> Exercise goal
Please state how many lines in the records below contain the word "this"; the answer should be a number and nothing else.

> Records
================

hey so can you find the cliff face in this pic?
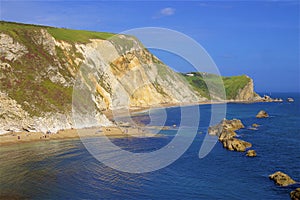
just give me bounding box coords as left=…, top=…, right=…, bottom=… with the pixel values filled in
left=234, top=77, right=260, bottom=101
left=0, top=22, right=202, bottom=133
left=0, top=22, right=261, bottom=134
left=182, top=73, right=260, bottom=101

================

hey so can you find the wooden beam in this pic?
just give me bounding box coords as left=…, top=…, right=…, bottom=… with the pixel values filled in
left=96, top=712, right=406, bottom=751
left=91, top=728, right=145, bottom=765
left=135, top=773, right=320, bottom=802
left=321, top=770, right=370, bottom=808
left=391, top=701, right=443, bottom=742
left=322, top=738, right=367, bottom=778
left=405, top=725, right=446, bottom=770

================

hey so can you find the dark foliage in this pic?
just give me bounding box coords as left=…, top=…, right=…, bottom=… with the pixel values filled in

================

> Worked solution
3